Die israelische Filmemacherin Mor Kaplansky sucht in „Café Nagler“ nach einer verschwundenen Institution im Berlin der Goldenen Zwanziger.

Wie auf dieser Postkarte dürfte das „Café Nagler“ von innen ausgesehen haben Foto: Edition Salzgeber

Manchmal gilt es ein Erbe anzutreten. Doch was, wenn die Person, die vererbt, noch unter den Lebenden weilt? Wie nennt man ein solches Erbe? Ist es Bürde, Pflicht, Verantwortung? Vermächtnis? Für die junge Mor Kaplansky aus Israel ist es zunächst einmal ein Auftrag, den ihr die Großmutter erteilt. Sie soll einen Film drehen. So wie ihre Großmutter Naomi Kaplansky damals, fürs Fernsehen. Was sie nicht alles auf dem Schneidetisch hatte!

Doch ein Thema wurde stets ausgespart. Ein bestimmtes, das Herzensthema ausgerechnet: Café Nagler. Eine private Legende, die sich längst zum Mythos ausgewachsen hat. Nicht nur für Großmutter Naomi, sondern für die gesamte Familie Kaplansky. Café Nagler! Dieser opulente, glamouröse Ort im Berlin der Goldenen Zwanziger! Alle sollen sie hier verkehrt haben! Und Naomi Kap­lansky weiß davon, weil das Café von ihrer Familie gegründet wurde und über viele Jahre eine Institution sondergleichen war. Bis es 1925 schloss, weil die Auswanderung nach Palästina bevorstand.

Der Dokumentarfilm „Café Nagler“ von Mor Kaplansky führt sehr leichtfüßig über das hinaus, was man gemeinhin als „dokumentarisch“ bezeichnen könnte. Das liegt an den vielen Ebenen, die Mor Kaplansky eingebaut hat. Ebenen, die in den Film geraten sind, weil sich die Regisseurin eben nicht mit einem eigenen Projekt befasst, sondern vor allem mit jenem Enkelinnenauftrag.

„Café Nagler“ spielt mit magischen Erinnerungen und stellt die Frage: Wenn etwas so gewesen sein könnte, kann man sich dann nicht einfach dafür entscheiden, dass es so war? Dann würde aus „wäre“ „ist“. Dann ist es tatsächlich so gewesen. Die Sache nämlich ist die: Das Café Nagler, wie es auf dem feinen Gedeck der Familie Kaplansky zu sehen ist, hat es wahrscheinlich so nie gegeben.

Das erfährt Mor Kaplansky recht bald. Niemand in Berlin scheint sich an das Café erinnern zu können. Selbst die, die sich sonst an alles erinnern. Auch beruflich. Historiker, die sich mit dem Berlin jener Jahre befassen. Oder auch leidenschaftliche Hobbyforscher, die über jedes Café am Platz Bescheid wissen.

------------------------------

■ ARBEITSAUFTRAG: Liste alle Begriffe auf, die der Text über den Film „Café Nagler“ in seinen Fragen als mögliche Bezeichnung für ein Erbe vorschlägt, dessen Erblasserin noch lebt.

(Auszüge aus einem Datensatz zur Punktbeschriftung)
------------------------------

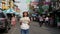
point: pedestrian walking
(41, 21)
(25, 23)
(13, 21)
(46, 21)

------------------------------

■ LÖSUNG: Bürde, Pflicht, Verantwortung, Vermächtnis